# Task directions
Every line of the records that holds the word "ceramic" should be copied.

# Data
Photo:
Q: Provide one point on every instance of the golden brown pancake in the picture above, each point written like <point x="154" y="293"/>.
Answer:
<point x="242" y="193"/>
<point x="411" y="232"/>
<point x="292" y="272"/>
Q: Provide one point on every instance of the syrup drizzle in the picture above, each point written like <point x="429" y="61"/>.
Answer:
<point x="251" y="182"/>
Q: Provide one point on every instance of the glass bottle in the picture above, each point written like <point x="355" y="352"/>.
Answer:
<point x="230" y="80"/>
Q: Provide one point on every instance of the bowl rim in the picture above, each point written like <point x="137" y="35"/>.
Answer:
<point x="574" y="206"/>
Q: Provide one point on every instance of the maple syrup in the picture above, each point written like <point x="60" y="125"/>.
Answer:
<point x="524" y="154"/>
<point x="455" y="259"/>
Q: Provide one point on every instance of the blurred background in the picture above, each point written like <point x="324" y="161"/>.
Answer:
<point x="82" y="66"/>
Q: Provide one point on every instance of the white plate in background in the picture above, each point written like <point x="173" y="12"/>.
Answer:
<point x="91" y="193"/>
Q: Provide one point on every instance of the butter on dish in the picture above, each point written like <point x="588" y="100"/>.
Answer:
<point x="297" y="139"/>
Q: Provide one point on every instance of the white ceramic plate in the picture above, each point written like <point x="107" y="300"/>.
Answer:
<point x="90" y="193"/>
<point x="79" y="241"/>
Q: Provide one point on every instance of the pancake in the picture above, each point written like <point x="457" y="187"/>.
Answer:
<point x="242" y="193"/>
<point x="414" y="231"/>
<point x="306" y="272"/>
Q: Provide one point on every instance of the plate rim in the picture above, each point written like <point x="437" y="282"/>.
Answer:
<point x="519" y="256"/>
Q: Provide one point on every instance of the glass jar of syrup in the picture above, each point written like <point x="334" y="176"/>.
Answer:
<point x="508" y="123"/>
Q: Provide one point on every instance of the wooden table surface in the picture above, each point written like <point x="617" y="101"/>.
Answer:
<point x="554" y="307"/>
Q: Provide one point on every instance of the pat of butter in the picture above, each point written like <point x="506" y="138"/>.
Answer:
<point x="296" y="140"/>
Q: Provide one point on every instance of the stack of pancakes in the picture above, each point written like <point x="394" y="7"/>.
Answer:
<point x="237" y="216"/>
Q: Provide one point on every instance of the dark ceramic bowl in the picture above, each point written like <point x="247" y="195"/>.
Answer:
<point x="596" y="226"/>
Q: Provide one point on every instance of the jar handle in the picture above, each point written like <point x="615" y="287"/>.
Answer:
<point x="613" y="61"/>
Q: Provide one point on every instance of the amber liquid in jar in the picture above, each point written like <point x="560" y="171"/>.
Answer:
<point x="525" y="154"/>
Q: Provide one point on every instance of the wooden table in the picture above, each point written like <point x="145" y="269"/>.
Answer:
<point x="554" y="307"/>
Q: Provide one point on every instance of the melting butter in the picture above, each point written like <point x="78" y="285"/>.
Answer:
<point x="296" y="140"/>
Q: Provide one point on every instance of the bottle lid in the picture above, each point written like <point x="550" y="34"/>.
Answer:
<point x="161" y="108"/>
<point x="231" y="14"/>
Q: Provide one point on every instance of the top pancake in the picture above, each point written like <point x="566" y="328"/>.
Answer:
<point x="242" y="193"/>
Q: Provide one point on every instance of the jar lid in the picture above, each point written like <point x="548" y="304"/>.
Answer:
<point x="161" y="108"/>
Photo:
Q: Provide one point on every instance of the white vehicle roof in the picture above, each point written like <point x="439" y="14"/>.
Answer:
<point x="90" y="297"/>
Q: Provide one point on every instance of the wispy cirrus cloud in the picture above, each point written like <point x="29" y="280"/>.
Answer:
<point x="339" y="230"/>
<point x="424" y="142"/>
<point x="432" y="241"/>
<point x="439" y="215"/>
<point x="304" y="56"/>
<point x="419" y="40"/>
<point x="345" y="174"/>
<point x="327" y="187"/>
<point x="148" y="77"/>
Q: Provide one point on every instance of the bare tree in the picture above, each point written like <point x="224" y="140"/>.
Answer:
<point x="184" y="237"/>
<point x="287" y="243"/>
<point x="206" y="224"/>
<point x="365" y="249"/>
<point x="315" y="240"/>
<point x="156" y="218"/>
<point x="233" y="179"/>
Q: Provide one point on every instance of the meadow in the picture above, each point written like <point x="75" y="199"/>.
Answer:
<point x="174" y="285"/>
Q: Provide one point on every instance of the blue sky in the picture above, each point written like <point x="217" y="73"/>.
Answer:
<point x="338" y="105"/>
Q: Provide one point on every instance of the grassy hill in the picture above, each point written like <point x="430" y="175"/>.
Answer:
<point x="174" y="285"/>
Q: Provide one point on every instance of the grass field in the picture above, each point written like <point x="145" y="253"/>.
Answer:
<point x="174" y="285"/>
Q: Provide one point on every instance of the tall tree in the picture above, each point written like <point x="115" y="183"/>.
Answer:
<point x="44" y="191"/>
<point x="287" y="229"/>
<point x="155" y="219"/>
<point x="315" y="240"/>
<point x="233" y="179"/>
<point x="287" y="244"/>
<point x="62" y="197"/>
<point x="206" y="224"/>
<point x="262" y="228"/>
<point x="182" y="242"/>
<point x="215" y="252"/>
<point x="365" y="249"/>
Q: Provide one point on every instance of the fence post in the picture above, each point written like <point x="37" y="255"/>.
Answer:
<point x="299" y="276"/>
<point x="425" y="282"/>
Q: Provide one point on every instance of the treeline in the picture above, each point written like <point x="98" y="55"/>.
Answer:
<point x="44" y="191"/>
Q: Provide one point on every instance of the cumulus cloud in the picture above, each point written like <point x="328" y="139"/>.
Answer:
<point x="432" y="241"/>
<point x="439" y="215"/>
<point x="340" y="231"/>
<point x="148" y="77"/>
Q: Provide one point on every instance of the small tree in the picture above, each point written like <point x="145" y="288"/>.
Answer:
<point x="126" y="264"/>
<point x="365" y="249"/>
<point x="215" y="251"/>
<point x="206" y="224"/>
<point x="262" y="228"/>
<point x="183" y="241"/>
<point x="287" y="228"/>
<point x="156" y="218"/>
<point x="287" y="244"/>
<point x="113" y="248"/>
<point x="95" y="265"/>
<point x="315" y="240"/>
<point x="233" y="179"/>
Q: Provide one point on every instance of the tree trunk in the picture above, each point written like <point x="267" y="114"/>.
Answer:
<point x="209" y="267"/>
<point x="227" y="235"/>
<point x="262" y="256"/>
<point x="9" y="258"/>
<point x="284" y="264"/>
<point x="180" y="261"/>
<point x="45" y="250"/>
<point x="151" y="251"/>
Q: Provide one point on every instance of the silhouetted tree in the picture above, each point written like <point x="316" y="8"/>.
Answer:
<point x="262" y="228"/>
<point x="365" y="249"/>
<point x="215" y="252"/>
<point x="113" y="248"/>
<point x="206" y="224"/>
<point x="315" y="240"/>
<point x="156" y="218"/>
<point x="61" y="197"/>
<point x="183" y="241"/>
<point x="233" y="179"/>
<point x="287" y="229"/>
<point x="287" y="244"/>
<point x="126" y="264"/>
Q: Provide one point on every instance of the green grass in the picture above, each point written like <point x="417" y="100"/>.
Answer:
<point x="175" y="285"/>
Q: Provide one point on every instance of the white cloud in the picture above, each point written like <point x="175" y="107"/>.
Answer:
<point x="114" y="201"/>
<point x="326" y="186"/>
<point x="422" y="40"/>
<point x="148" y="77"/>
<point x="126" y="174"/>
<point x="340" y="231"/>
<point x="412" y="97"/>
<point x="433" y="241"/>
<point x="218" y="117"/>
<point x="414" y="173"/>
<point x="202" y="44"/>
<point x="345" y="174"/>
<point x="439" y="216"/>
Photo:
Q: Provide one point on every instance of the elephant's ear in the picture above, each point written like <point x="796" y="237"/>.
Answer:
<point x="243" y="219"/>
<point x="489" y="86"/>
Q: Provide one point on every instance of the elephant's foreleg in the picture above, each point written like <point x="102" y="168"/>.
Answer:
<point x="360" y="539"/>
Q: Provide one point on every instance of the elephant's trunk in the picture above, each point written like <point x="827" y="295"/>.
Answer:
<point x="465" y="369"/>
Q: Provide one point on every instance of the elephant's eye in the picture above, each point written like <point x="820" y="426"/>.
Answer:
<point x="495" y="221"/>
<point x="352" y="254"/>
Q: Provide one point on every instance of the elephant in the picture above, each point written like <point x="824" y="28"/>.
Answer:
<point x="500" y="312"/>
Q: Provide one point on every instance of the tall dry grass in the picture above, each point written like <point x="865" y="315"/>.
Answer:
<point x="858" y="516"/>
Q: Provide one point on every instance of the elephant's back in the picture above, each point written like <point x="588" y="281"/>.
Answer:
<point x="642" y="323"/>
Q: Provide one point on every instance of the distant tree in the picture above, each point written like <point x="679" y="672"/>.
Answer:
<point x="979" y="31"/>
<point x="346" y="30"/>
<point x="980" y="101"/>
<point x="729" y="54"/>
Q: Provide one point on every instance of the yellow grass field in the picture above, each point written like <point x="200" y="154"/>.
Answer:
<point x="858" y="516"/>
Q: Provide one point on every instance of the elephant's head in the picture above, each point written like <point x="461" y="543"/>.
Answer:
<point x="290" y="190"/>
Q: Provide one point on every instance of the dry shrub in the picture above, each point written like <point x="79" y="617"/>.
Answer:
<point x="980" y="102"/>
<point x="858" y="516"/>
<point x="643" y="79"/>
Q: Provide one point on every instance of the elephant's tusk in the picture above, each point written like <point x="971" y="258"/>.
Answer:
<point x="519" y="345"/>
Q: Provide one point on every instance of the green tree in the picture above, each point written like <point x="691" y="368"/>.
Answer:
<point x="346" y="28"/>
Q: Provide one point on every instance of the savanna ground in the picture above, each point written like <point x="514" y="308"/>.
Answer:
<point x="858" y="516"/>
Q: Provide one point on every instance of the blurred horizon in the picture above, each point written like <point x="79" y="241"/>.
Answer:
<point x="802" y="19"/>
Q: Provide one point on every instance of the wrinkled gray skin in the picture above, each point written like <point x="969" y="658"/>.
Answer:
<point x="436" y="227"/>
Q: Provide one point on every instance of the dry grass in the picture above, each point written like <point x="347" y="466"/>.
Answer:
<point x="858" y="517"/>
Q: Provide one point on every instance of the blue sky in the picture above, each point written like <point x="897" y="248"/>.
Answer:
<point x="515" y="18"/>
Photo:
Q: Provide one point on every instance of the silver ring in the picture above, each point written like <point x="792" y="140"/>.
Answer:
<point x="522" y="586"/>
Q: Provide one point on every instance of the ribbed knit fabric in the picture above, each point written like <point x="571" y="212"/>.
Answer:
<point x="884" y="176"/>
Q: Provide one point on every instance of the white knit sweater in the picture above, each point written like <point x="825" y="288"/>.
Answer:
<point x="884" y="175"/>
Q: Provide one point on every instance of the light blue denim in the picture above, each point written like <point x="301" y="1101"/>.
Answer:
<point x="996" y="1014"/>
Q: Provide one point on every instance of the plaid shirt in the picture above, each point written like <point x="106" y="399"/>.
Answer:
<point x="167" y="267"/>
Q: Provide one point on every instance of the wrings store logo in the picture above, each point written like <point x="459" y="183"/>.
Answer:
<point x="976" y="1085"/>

# Finished exercise
Q: Provide one point on every instance of the white ceramic plate in the picture above, each point written like <point x="107" y="300"/>.
Q: Provide one point on every instance of the dark ceramic bowl in the picture above, each point written like <point x="247" y="195"/>.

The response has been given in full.